» Directions: Reproduce every row below verbatim, keeping their original order.

>> Start

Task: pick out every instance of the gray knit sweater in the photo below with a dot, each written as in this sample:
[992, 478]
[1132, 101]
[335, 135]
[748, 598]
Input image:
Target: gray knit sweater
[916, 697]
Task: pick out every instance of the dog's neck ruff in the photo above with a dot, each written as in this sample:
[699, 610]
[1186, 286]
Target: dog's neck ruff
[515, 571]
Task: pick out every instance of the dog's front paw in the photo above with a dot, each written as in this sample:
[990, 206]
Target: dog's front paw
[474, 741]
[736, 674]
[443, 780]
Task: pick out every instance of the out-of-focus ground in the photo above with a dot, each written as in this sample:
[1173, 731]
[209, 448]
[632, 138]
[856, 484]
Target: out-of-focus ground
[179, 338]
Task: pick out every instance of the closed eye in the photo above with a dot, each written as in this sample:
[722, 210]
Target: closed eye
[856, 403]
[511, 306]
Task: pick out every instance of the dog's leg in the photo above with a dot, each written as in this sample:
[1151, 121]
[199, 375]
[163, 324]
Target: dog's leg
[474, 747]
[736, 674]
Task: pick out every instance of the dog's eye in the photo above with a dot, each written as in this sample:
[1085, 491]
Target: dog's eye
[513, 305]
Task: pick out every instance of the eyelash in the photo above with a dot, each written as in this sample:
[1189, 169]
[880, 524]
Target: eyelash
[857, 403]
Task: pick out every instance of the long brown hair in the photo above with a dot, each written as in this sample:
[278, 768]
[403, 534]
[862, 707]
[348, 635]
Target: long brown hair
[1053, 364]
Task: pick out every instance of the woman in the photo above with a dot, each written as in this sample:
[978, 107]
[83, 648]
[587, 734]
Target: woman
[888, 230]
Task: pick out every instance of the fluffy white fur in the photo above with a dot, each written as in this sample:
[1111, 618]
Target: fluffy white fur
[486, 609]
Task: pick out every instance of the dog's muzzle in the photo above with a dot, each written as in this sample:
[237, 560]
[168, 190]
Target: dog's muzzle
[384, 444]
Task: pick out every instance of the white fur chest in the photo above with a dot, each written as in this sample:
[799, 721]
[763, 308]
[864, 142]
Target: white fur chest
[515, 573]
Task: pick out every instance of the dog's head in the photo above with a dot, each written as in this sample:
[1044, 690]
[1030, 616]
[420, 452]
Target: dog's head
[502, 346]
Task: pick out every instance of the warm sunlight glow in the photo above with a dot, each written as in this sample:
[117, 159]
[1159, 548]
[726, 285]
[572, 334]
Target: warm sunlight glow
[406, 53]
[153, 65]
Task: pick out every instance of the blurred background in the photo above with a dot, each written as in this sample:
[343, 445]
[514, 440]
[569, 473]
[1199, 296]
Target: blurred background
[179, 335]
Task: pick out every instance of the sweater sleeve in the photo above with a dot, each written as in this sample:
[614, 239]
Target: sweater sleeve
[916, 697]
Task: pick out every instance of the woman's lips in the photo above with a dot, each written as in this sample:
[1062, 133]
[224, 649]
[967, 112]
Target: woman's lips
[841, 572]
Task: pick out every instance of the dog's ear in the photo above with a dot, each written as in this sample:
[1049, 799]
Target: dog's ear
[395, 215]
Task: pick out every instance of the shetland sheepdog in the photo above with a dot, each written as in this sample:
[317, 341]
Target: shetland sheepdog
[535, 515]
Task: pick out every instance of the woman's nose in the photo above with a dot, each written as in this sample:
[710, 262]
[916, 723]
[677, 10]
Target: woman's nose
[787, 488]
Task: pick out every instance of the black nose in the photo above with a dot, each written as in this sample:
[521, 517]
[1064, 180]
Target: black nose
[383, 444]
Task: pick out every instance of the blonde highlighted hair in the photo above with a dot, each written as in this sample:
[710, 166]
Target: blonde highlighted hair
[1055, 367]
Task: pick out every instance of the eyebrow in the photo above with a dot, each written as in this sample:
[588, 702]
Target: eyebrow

>> End

» Response below:
Task: pick out every instance of the gray knit sweater in the photo below with a dot, each written as in this sample:
[992, 478]
[1132, 101]
[335, 135]
[748, 598]
Input image:
Target: gray knit sweater
[916, 697]
Task: pick out every instance of the dog's neck ruff in the photo above with a dot, each written as in this sample:
[699, 610]
[1186, 286]
Target: dog's neck ruff
[515, 571]
Task: pick out every instance of the dog's front paw in the photo above with a dot, each written as in this sample:
[990, 206]
Target: dog's front paw
[474, 741]
[736, 674]
[443, 780]
Task: pick out every instance of the out-of-focus ground in the photo above with a dot, each written as in this sample:
[1173, 731]
[209, 448]
[632, 138]
[856, 484]
Target: out-of-focus ground
[179, 338]
Task: pick out every instance of the closed eye in the photo above with a dot, each written as in this sample:
[722, 210]
Target: closed eye
[856, 403]
[511, 306]
Task: pick out every instance of the dog's leg in the photo above with a dot, each written as in this sample:
[1151, 121]
[199, 375]
[163, 324]
Target: dog's leg
[474, 747]
[736, 674]
Task: pick out every instance of the dog's eye in the photo above with a dot, each written as in this sample:
[1085, 491]
Target: dog's eye
[513, 305]
Task: pick out every instance of the eyelash in the photo above with a dot, each written as in this sample:
[1189, 169]
[880, 524]
Target: eyelash
[857, 403]
Task: pick out every instance of the long brown hair in the photo above with a dot, each written as in this sample:
[278, 768]
[403, 534]
[862, 707]
[348, 635]
Target: long brown hair
[1053, 364]
Task: pick out every instance of the woman in the photo above with a dot, each written as in this sample:
[978, 107]
[83, 648]
[587, 734]
Target: woman
[888, 230]
Task: pick out every instance of the fluffy white fur in the photo above with a dot, each written as in this sample:
[1111, 618]
Target: fluffy white fur
[486, 609]
Task: pick out every instance of the dog's muzzle in the photo above with a dot, each written as in this sample:
[237, 560]
[168, 190]
Target: dog's muzzle
[384, 444]
Task: pick out every instance of the white fur chest in the photo above with a dot, each written as in this sample:
[799, 721]
[763, 308]
[864, 142]
Target: white fur chest
[515, 573]
Task: pick out every instance of the dog's head in the photo above with a dot, each written as in this sample:
[1044, 690]
[1030, 616]
[420, 452]
Target: dog's head
[502, 346]
Task: pick out every instance of the warm sunlight glow in the photo above with a dot, each written as in this sample:
[117, 159]
[1159, 548]
[726, 285]
[572, 334]
Target: warm sunlight glow
[406, 53]
[153, 65]
Task: pick out every instance of the blurred background in the photo above with a dot, each written as in this sample:
[343, 445]
[514, 440]
[569, 473]
[1199, 296]
Target: blurred background
[179, 335]
Task: pick out every instance of the sweater sleeve in the photo above with a dot, each written as in this sample:
[614, 239]
Target: sweater sleeve
[916, 697]
Task: pick out every instance of the woman's lips in the photo above with a dot, each written as in this sample:
[1062, 133]
[224, 649]
[967, 112]
Target: woman's lips
[841, 572]
Task: pick out every instance of the dog's ear in the photo above with a dot, each written as in this sample:
[1049, 799]
Target: dog's ear
[395, 215]
Task: pick out every instance of the shetland sheepdog in the photo above with a dot, each written as in this sample:
[317, 341]
Target: shetland sheepdog
[535, 515]
Task: pick out every instance of the woman's nose in the photo above with a dot, each written as in this sample:
[710, 262]
[916, 723]
[677, 10]
Target: woman's nose
[787, 488]
Task: pick out every instance of the black nose in the photo above with a dot, each written as in this sample:
[521, 517]
[1064, 180]
Target: black nose
[383, 444]
Task: pick out every instance of the blonde highlighted hair in the photo above with a dot, each written as in this sample:
[710, 166]
Target: blonde highlighted hair
[1055, 367]
Task: pick out every instance of the eyebrow in the photo above with a dot, each written as in this sample:
[588, 702]
Target: eyebrow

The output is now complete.